→ Problems and tasks:
a - In the passage on obeying the law, rewrite the part between "Why do you obey" and "does this work?", inclusive, replacing "cricket" with "tennis".
b - Pull out every line of the rows that contains the word "covered", matching case exactly.

→ Document section:
┌────────

Why do you obey the law?
First, what laws are we talking about? Societal, religious, the ‘laws of cricket’? Would it be permissible to take a rather laissez faire approach to the laws of cricket, even though it would at least irritate 23 or 24 other people? What if someone argues that they don’t need car insurance because, although they will be driving on the public highway, they are certain they won’t have an accident.

Second, whose laws are we talking about? What laws do we feel obliged to abide by? Societal, religious, courtesy, the social rules of games, and so on? Many people argue that the laws laid down by their religions are sacrosanct and, thus take precedence over civil legislation. Yet if a religion does not have the power of enforcement, how does this work?

Is there any situation in which we might choose to disobey a law even though we‘know’ we should theoretically obey it? What precisely are the attributes of the situation which make us believe we can justify breaking the law? What if the legal system disagrees? What is it about us that puts us above the people who drafted the law? Should all laws have exceptions drafted into them? Should juries be able to acquit defendants where they feel the moral case overrides the legal facts (‘perverse verdicts’)?

└────────

→ Data provided:
┌────────

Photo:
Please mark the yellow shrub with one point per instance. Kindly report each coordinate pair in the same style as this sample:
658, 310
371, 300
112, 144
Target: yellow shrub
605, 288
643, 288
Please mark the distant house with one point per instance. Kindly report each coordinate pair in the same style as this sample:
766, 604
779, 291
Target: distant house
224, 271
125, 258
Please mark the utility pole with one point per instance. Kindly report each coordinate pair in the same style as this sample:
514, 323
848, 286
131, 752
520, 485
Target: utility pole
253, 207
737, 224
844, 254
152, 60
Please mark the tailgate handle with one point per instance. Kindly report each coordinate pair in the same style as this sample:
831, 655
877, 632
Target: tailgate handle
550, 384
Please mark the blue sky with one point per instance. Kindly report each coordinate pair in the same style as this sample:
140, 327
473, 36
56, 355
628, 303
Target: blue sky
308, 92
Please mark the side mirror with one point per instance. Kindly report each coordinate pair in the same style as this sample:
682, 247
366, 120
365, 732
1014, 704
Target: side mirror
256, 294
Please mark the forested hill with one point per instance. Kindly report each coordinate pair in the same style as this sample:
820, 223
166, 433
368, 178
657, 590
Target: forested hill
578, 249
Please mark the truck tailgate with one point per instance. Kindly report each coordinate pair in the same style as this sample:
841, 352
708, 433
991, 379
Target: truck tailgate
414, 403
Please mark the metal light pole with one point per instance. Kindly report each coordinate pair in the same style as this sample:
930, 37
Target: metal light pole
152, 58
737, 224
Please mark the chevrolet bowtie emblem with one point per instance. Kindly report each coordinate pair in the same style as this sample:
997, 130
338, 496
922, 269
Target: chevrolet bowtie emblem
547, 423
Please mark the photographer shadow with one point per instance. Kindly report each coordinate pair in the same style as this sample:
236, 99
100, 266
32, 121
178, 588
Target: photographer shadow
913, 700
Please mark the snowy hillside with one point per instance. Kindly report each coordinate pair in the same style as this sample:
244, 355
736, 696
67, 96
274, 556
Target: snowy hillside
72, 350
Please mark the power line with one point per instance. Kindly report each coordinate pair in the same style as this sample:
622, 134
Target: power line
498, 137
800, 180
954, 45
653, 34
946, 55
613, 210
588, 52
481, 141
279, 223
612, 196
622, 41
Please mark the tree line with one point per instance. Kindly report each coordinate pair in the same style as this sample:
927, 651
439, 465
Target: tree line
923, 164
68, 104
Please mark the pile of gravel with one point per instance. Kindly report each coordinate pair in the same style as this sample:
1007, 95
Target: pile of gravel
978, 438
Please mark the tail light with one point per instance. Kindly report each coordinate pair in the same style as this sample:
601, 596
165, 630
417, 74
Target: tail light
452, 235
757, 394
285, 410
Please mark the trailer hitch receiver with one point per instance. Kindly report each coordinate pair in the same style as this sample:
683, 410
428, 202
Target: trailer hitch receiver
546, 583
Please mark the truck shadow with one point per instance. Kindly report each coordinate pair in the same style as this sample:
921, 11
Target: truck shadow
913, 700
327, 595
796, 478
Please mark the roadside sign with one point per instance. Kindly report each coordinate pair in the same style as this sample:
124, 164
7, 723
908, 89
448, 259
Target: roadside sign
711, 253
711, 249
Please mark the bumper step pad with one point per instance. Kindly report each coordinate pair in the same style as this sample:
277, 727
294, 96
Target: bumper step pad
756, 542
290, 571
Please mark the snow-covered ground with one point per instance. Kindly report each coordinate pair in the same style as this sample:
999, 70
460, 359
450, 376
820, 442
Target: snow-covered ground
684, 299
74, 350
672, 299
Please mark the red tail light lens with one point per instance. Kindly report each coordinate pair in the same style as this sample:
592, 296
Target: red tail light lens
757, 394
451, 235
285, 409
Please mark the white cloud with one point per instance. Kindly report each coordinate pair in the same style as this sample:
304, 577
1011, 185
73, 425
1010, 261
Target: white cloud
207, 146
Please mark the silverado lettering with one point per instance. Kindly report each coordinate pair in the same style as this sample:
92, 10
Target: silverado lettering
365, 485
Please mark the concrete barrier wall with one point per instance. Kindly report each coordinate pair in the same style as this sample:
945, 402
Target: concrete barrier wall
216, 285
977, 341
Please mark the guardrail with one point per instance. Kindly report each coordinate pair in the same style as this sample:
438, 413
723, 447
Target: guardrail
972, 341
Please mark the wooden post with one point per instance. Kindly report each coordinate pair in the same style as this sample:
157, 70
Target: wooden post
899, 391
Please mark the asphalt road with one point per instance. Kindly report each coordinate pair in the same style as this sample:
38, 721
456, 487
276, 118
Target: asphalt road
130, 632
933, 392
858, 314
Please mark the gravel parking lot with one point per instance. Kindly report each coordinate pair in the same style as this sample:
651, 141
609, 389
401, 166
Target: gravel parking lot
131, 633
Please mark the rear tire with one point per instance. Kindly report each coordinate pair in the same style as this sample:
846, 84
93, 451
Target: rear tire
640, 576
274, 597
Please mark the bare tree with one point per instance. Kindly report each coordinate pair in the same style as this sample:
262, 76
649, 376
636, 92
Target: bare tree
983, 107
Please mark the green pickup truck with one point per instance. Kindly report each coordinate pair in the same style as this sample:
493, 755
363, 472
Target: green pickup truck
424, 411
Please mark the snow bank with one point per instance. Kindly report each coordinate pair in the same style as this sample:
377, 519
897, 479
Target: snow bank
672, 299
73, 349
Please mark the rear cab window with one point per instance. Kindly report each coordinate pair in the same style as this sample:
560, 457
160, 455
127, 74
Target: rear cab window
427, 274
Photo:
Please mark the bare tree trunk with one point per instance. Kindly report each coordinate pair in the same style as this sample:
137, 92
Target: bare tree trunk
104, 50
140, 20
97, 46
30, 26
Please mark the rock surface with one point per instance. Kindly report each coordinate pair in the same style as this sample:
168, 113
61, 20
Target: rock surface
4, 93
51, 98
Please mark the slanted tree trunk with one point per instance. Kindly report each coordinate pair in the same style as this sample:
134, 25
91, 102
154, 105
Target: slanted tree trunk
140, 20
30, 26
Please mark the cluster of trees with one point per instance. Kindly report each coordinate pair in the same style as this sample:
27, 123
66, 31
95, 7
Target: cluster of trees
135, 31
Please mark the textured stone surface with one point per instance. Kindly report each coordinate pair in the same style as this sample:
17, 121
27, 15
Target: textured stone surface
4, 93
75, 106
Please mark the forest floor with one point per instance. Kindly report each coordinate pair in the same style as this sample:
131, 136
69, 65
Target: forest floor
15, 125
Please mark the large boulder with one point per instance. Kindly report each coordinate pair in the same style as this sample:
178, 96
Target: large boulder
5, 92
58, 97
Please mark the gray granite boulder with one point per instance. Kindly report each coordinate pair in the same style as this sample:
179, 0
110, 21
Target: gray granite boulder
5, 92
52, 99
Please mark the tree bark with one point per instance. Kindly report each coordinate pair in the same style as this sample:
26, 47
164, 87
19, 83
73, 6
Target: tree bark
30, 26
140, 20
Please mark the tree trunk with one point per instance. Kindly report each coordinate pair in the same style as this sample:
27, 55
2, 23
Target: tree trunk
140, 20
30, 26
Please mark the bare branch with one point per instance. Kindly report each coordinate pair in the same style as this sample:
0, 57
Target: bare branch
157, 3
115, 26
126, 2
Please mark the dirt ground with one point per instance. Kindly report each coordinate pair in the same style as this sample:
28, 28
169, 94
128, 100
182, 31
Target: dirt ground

└────────

→ Solutions:
a -
Why do you obey the law?
First, what laws are we talking about? Societal, religious, the ‘laws of tennis’? Would it be permissible to take a rather laissez faire approach to the laws of tennis, even though it would at least irritate 23 or 24 other people? What if someone argues that they don’t need car insurance because, although they will be driving on the public highway, they are certain they won’t have an accident.

Second, whose laws are we talking about? What laws do we feel obliged to abide by? Societal, religious, courtesy, the social rules of games, and so on? Many people argue that the laws laid down by their religions are sacrosanct and, thus take precedence over civil legislation. Yet if a religion does not have the power of enforcement, how does this work?

b -
Please mark the snow-covered ground with one point per instance. Kindly report each coordinate pair in the same style as this sample:
Target: snow-covered ground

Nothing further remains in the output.